> [Stated task]: Reproduce the material in full, exactly as written.

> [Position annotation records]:
------------------------------
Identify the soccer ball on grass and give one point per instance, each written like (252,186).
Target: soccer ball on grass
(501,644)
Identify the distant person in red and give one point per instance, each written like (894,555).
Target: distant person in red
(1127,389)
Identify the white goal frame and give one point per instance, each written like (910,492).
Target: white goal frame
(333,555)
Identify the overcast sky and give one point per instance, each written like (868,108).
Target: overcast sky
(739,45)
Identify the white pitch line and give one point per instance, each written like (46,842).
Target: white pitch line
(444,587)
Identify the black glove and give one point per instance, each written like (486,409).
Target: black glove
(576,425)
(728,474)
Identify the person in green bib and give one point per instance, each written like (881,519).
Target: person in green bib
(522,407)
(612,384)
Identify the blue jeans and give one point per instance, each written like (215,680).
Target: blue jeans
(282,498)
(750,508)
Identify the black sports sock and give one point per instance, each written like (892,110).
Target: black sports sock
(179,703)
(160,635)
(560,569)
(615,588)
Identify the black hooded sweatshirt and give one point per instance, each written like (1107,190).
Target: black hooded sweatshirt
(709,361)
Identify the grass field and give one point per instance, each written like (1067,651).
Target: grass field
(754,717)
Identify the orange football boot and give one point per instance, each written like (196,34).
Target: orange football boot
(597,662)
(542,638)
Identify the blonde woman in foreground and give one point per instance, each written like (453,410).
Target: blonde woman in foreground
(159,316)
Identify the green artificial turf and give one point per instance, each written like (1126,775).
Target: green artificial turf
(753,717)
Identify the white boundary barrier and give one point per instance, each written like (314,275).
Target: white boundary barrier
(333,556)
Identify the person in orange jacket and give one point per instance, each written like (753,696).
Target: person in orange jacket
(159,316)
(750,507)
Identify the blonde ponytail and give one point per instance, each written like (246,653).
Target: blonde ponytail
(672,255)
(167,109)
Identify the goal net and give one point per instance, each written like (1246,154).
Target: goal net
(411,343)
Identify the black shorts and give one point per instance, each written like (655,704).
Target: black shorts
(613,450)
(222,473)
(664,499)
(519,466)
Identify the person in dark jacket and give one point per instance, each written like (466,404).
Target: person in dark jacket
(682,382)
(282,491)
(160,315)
------------------------------
> [Task output]:
Identify the soccer ball on grass and give one point per instance, each written like (252,186).
Target: soccer ball on grass
(501,644)
Identify the distant person in red and give one point per instance, each written like (894,555).
Target: distant person in red
(1127,389)
Identify the white goal frame and give one point per instance, each written like (910,492).
Target: white goal frame
(333,555)
Identify the overcast sky and give one point per instance, each written like (868,108).
Target: overcast sky
(739,45)
Identify the white pitch line and give one point per instance, each written like (46,842).
Target: white pitch line
(444,587)
Identify the black glove and give one point per instance, each written like (486,409).
Target: black glove
(576,425)
(728,474)
Identify the person in green bib and give one point per instance, each written like (881,519).
Target: person in green bib
(522,407)
(612,384)
Identify the blue jeans and give one point per instance, each written like (215,680).
Target: blue jeans
(282,498)
(750,508)
Identify the black sports sock and give one point per instance, each written like (892,110).
Target: black sports sock
(179,703)
(160,635)
(560,569)
(615,588)
Identify the black hooded sweatshirt and give one point per instance, each written like (1107,190).
Target: black hooded sweatshirt
(709,361)
Identify the grass field and give one point per instance, each written like (1067,651).
Target: grass field
(754,717)
Identify the orange football boot and give one point per instance, each written like (196,34).
Target: orange football boot
(597,662)
(542,638)
Identify the blonde woman in foreground and give one point per instance, each written like (453,410).
Target: blonde woman in foreground
(159,316)
Identify the green artificial turf and give one point per instance, each written like (1126,775).
Target: green artificial turf
(753,717)
Identify the white boundary barrier and give one point per instance, each written like (314,275).
Target: white boundary barrier
(333,556)
Identify the person in orange jacket and give one point per instance, each written like (753,696).
Target: person in orange jacket
(159,316)
(750,507)
Identify the blonde ponytail and give one point per instance, each written like (246,653).
Target: blonde ponytail
(672,255)
(167,109)
Identify the goal net and give one point per instance, each written like (1246,154).
Target: goal net
(411,343)
Identify the black shorts and give one point per instance, each written like (655,704).
Target: black shorts
(613,450)
(222,473)
(664,499)
(519,466)
Identify the person in dark jacket and give one point per instance, each written like (466,404).
Target: person in dark jacket
(682,382)
(282,491)
(160,315)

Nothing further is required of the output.